**INSTRUCTIONS FOR THE TASK:**
Print all records exactly, leaving nothing out.

= = = = = = =

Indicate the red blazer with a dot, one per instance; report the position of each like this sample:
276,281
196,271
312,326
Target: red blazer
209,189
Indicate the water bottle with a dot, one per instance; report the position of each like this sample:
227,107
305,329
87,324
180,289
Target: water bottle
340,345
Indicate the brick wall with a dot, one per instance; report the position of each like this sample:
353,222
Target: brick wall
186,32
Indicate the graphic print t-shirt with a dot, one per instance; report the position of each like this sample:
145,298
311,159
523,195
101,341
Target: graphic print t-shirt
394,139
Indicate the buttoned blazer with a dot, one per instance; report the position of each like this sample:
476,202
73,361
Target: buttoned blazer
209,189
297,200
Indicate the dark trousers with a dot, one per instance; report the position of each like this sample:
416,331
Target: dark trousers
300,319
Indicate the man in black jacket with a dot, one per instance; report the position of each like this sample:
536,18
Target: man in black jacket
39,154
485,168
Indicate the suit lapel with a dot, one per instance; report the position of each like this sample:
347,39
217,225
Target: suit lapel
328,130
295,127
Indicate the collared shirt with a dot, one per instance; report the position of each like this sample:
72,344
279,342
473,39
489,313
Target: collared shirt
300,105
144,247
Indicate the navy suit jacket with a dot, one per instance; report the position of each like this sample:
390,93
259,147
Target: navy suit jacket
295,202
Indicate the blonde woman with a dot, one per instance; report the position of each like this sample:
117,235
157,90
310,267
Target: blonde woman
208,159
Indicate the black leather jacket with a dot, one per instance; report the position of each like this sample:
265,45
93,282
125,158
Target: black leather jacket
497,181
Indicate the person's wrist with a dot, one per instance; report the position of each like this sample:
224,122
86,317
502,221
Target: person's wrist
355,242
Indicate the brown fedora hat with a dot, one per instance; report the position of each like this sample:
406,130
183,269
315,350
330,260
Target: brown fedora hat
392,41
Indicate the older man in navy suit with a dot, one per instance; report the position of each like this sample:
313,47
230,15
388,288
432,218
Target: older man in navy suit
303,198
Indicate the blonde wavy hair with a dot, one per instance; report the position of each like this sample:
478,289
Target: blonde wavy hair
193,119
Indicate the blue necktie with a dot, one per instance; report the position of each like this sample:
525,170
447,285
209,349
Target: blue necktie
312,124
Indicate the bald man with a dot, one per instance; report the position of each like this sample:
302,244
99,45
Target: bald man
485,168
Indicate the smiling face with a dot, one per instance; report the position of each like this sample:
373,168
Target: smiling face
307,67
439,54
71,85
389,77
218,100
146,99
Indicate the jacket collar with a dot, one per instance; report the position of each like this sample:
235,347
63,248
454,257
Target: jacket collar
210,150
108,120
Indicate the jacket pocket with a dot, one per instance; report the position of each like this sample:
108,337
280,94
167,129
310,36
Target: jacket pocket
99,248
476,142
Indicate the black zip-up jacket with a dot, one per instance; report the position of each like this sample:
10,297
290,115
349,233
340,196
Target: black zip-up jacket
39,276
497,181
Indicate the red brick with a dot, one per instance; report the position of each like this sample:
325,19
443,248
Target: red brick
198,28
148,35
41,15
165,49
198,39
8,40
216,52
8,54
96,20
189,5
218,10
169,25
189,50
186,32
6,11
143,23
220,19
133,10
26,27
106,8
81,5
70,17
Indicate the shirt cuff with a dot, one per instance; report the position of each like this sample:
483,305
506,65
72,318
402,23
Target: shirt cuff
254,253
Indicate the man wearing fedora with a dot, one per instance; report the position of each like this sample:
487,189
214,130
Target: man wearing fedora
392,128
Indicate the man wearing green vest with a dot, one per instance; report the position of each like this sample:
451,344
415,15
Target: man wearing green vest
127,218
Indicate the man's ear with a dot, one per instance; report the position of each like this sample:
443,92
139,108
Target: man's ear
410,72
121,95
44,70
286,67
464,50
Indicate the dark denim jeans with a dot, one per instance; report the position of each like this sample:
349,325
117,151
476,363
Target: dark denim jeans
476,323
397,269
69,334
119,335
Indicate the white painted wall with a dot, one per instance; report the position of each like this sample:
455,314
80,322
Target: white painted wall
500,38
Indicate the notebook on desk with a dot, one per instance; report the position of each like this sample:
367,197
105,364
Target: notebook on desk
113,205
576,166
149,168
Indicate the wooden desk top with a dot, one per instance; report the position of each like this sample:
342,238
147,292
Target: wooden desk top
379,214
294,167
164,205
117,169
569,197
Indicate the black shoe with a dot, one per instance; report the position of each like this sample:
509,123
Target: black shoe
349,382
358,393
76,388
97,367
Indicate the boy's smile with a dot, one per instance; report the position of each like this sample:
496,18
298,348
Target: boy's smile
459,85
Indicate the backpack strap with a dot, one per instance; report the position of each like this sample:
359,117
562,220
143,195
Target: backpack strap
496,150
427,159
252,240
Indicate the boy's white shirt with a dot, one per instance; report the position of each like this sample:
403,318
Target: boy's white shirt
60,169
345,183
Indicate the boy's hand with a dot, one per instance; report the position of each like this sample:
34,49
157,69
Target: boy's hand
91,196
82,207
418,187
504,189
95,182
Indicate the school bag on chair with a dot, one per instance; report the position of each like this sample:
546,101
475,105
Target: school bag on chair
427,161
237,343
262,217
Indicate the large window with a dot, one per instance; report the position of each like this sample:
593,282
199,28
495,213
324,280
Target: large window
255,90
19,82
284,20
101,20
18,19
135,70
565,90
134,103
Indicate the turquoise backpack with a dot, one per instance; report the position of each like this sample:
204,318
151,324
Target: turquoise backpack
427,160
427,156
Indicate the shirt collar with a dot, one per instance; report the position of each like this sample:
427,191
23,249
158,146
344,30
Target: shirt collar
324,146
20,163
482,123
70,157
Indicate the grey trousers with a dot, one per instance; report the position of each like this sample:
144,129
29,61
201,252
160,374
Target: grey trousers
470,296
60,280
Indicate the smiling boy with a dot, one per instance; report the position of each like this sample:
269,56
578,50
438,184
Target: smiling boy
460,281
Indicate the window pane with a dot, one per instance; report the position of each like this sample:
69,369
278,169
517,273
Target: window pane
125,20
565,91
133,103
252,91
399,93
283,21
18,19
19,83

= = = = = = =

**OUTPUT OF THE TASK:**
Indicate the red blazer with a dot, one per instance; report the position of each like this sample:
276,281
196,271
312,326
Target: red blazer
209,189
Indicate the water bottle with a dot, one per instance; report the position of each like this sample:
227,107
305,329
87,324
180,289
Target: water bottle
340,345
Indicate the brick wall with a dot, one per instance; report the position of each like this sample:
353,222
Target: brick wall
186,32
Indicate the graphic print t-shirt with a dot, one per instance; report the position of each like this sample:
145,298
311,159
523,195
101,341
Target: graphic print t-shirt
394,139
Indicate the buttoned blazer with a dot, one per instance; report the position of each like this sample:
476,202
73,361
Target: buttoned blazer
209,189
297,200
Indicate the dark trousers with a dot, one per instance; report the position of each like this sample:
416,331
Target: dark trousers
300,319
Indicate the man in black jacket with a dot, one per instance; report the position of each like this sample:
536,18
Target: man in black jacket
39,154
485,168
Indicate the suit lapel with a dot, one per instance; report the position of each like this sample:
347,39
217,225
Target: suit lapel
328,130
295,127
Indicate the collared shirt with a dot, one per instance; report the position of each like this sample:
72,344
279,342
473,39
489,313
Target: collared shirt
300,105
144,247
Indicate the navy suit jacket with a dot, one per instance; report the position of each like this sample:
390,93
259,147
Target: navy suit jacket
295,202
Indicate the blonde woman with a dot, one per instance; report the position of each like this sample:
117,235
157,90
310,267
Target: blonde woman
208,159
Indicate the black leather jacket with a dot, one per instance; report the position of each like this sample:
265,45
93,282
125,158
Target: black leather jacket
497,181
Indicate the person's wrist with a dot, one per instance; report the position of each like this sample:
224,122
86,317
502,221
Target: person's wrist
355,242
Indicate the brown fedora hat with a dot, one per instance; report the position of each like this sample:
406,130
183,269
315,350
330,260
Target: brown fedora hat
392,41
Indicate the older man in navy suit with a dot, one per instance; report the position of each like this sample:
313,47
230,15
388,288
432,218
Target: older man in navy suit
303,198
Indicate the blonde wavy hair with a dot, one per instance; report the position of each like this sample:
478,289
Target: blonde wavy hair
193,119
Indicate the blue necktie with a dot, one per instance; report the position of each like this sample:
525,170
447,285
209,349
Target: blue necktie
312,124
Indicate the bald man with a dot, one per instance; report the position of each like this sample:
302,244
99,45
Target: bald man
485,168
Indicate the smiling face with a dot, one per instance; report the position of each like this sample:
373,168
Target: smiling face
307,67
439,54
71,85
389,77
218,100
146,99
Indicate the jacket collar with a dot, one per instance; report the position of each like this sample:
235,347
63,248
454,257
Target: jacket collar
210,150
108,120
Indicate the jacket pocket with a dot, one per instance; report the position of each like this sample:
108,337
280,94
167,129
310,36
Target: jacket pocket
99,248
476,142
Indicate the black zip-up jacket with a dot, one per instance; report the position of each like this sample:
10,297
290,115
349,233
340,196
Target: black zip-up jacket
39,276
497,181
Indicate the red brick with a dot, one per instance; report the position of each like this sample:
325,19
443,248
Target: red brick
198,28
148,35
41,15
165,49
198,39
8,40
216,52
8,54
96,20
189,5
218,10
169,25
189,50
186,32
6,11
143,23
220,19
133,10
26,27
106,8
81,5
70,17
Indicate the shirt cuff with a dot, one per instance; report the position of each like this sample:
483,305
506,65
72,318
402,23
Target: shirt cuff
254,253
Indicate the man wearing fedora with a dot, one per instance; report the position of each like this sample:
487,189
214,130
Target: man wearing fedora
392,128
Indicate the man wearing green vest with a dot, one per instance; report the position of each like this sample:
451,344
415,15
Target: man wearing green vest
127,218
Indicate the man's ear with a dot, one per instance; report the position of each like this sample:
443,92
139,108
Target: man's ear
410,72
121,95
44,70
286,67
464,50
Indicate the dark denim jeans with a dot, one per instance; report the position of each like this sample:
349,325
117,151
476,363
Target: dark denim jeans
476,323
397,269
69,334
119,335
Indicate the white painted wall with a dot, one per instance; report the position of each like this sample:
455,314
80,322
Target: white painted wall
500,38
Indicate the notebook on desk with a dot, one per instance; report the position of each like this sample:
367,197
105,364
Target: notebook on desk
113,205
576,166
149,168
Indicate the wooden desk top with a dot, one per instance; report the position of each like this sample:
342,238
147,292
Target: wooden desk top
379,214
294,167
164,205
117,169
569,197
Indicate the black shoe with a dot, one per instance; report the position of each like this sample:
509,123
Target: black shoe
349,382
358,393
76,388
97,367
Indicate the boy's smile with a dot, one per instance; report the position of each like this sample:
496,18
298,348
Target: boy's smile
459,85
Indicate the backpack strap with a dot, one per instance; report the position of each like this sample:
359,117
562,220
143,195
Target: backpack strap
496,150
427,159
252,240
Indicate the boy's white shirt with a dot, one per instance; report the position of each like this sample:
403,318
Target: boy's white shirt
60,169
345,183
Indicate the boy's hand with a dot, one per instance; report the position of each like this sample:
34,49
157,69
Target: boy's hand
91,196
82,207
418,187
504,189
95,182
Indicate the school bag on chair with a dot, one per instance; report the position of each like this sample:
546,101
475,105
Target: school bag on chair
427,161
237,343
262,217
Indicate the large window with a dot, one per instance; report the position of each like this sample:
593,282
199,28
495,213
324,280
Target: large window
255,90
19,82
284,20
101,20
18,19
135,70
565,90
134,103
Indicate the turquoise backpack with a dot, one per instance; report the position of each like this sample:
204,318
151,324
Target: turquoise backpack
427,160
427,156
Indicate the shirt collar with a dot, one per instance; report the position of each like this sample:
427,191
23,249
158,146
344,30
Target: shirt collar
324,146
20,163
482,123
70,157
Indicate the grey trousers with a dot, one per instance; report the position of each like this sample:
144,129
29,61
201,252
160,374
Target: grey trousers
470,296
60,280
Indicate the smiling boy with a dot, one per instance; report the position of each like this sample:
269,56
578,50
438,184
Target: smiling boy
460,281
Indicate the window pane with a dot, one per instance; report the position of each like this sample:
69,369
278,169
517,273
Target: window pane
125,20
565,91
133,103
252,91
399,93
283,21
18,19
19,83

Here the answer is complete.